---------- Records ----------

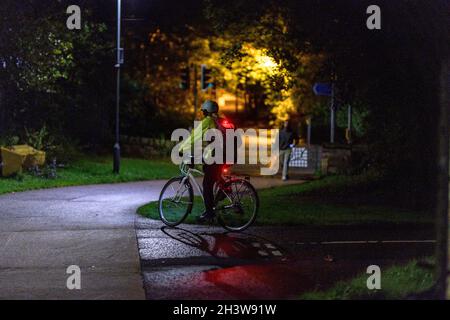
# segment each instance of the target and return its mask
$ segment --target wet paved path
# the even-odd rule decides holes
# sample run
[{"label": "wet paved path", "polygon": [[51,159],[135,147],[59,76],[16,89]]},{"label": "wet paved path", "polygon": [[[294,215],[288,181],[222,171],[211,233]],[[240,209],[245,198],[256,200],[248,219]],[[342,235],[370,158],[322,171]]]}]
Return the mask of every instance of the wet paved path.
[{"label": "wet paved path", "polygon": [[[252,181],[259,187],[281,183]],[[164,183],[0,196],[0,299],[144,299],[135,212],[156,200]],[[81,268],[81,290],[66,287],[70,265]]]},{"label": "wet paved path", "polygon": [[136,226],[147,299],[292,299],[434,250],[415,228]]}]

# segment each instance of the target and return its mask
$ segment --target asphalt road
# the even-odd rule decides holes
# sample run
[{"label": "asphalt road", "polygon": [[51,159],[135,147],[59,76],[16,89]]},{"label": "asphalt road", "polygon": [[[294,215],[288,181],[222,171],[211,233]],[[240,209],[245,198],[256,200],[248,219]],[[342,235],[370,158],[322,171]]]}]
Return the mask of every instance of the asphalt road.
[{"label": "asphalt road", "polygon": [[137,220],[147,299],[295,299],[338,280],[433,253],[415,228],[164,227]]},{"label": "asphalt road", "polygon": [[[252,181],[258,187],[281,183]],[[163,184],[148,181],[0,196],[0,299],[144,299],[139,252],[144,260],[146,256],[145,250],[138,250],[135,225],[142,224],[139,219],[136,224],[135,212],[156,200]],[[169,246],[158,241],[164,237],[159,226],[156,222],[156,231],[149,230],[161,235],[146,243],[149,252]],[[81,269],[80,290],[67,288],[71,265]]]}]

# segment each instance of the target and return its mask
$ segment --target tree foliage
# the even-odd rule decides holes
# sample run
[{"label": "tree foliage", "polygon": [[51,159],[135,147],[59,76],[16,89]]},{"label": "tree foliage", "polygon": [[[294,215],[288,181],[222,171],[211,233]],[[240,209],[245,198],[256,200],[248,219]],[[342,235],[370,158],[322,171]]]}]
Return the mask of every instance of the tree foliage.
[{"label": "tree foliage", "polygon": [[302,79],[299,53],[323,55],[315,77],[334,79],[339,102],[363,108],[357,111],[366,114],[374,165],[407,180],[415,199],[429,196],[418,190],[434,172],[438,75],[450,34],[446,1],[378,1],[381,30],[366,28],[369,1],[205,1],[217,32],[268,48],[293,79]]},{"label": "tree foliage", "polygon": [[47,124],[83,143],[105,136],[113,88],[108,80],[113,50],[107,26],[86,9],[82,29],[68,30],[68,5],[68,1],[2,2],[0,133],[23,134],[24,127],[40,129]]}]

----------

▶ _What this task involves_
Your task is to return the entries above exactly, with no pictures.

▶ _Written answer_
# segment each instance of the target and return its mask
$ segment --target wet paved path
# the even-odd rule decides holes
# sample run
[{"label": "wet paved path", "polygon": [[51,159],[135,147],[59,76],[16,89]]},{"label": "wet paved path", "polygon": [[[294,215],[288,181],[222,171],[211,233]],[[240,209],[245,198],[256,200],[248,219]],[[342,235],[370,158],[322,171]]]}]
Return the mask of every instance of the wet paved path.
[{"label": "wet paved path", "polygon": [[[252,181],[259,187],[281,183]],[[164,183],[0,196],[0,299],[144,299],[135,212],[156,200]],[[81,268],[81,290],[66,287],[70,265]]]},{"label": "wet paved path", "polygon": [[136,226],[147,299],[292,299],[434,250],[415,228]]}]

# segment each instance of the target and return its mask
$ segment --target asphalt road
# the even-odd rule decides holes
# sample run
[{"label": "asphalt road", "polygon": [[51,159],[135,147],[59,76],[16,89]]},{"label": "asphalt road", "polygon": [[[294,215],[288,181],[222,171],[211,233]],[[240,209],[245,198],[256,200],[248,219]],[[342,235],[370,158],[322,171]]]}]
Return the mask of every instance of the asphalt road.
[{"label": "asphalt road", "polygon": [[137,220],[147,299],[295,299],[338,280],[433,253],[415,228],[164,227]]},{"label": "asphalt road", "polygon": [[[252,181],[258,187],[281,183]],[[163,184],[148,181],[0,196],[0,299],[144,299],[139,252],[144,260],[146,256],[145,250],[138,250],[135,225],[142,224],[139,219],[136,224],[135,212],[156,200]],[[169,246],[158,241],[164,237],[159,226],[156,222],[156,231],[149,230],[161,235],[146,243],[149,252]],[[81,269],[80,290],[67,288],[71,265]]]}]

# segment each instance of the target and return its mask
$ segment --target tree foliage
# the even-odd rule decides holes
# sample run
[{"label": "tree foliage", "polygon": [[51,159],[135,147],[59,76],[16,89]]},{"label": "tree foliage", "polygon": [[[294,215],[288,181],[222,171],[211,233]],[[240,209],[245,198],[256,200],[248,219]],[[342,235],[370,158],[322,171]]]}]
Return the mask of every instance of the tree foliage.
[{"label": "tree foliage", "polygon": [[302,79],[299,53],[323,55],[315,77],[334,79],[339,102],[363,108],[357,111],[366,114],[374,165],[407,180],[415,199],[429,196],[418,190],[434,172],[438,75],[450,34],[446,1],[378,1],[381,30],[366,28],[369,1],[205,1],[217,32],[268,48],[293,79]]},{"label": "tree foliage", "polygon": [[47,124],[83,143],[105,136],[113,88],[108,80],[113,50],[107,26],[86,9],[82,29],[68,30],[68,5],[68,1],[2,2],[0,133],[23,134],[24,127],[40,129]]}]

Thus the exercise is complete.